- _Input data_:
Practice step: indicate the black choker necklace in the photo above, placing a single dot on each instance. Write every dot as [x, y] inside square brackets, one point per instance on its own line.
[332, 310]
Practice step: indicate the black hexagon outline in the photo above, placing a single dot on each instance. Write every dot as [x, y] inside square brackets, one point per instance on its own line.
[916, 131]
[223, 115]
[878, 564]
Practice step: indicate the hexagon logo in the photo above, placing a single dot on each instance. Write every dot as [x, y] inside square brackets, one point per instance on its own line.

* * *

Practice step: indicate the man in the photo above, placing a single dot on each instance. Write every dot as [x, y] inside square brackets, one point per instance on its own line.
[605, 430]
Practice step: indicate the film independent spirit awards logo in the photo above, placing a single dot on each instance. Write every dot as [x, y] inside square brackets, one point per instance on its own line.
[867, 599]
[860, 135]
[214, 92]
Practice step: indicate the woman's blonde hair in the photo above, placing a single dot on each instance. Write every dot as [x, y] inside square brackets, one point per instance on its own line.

* * *

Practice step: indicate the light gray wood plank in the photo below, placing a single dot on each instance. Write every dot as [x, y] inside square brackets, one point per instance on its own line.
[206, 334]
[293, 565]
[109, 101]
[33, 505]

- _Work item_:
All that is needed is the exact run of lines above from the line containing "Practice step: indicate the black hexagon" through the line containing "Practice step: indicate the hexagon", both of them included.

- _Result_:
Practice step: indicate the black hexagon outline in the photo above, placing a single dot on each instance. Write every dot as [x, y] inside square brackets, one point per instance on its own line.
[916, 131]
[223, 115]
[878, 564]
Practice step: indicate the hexagon logo in the photo above, placing a single dot on each instance. Write every dot as [x, y] inside square brackets, one point per instance on its own line.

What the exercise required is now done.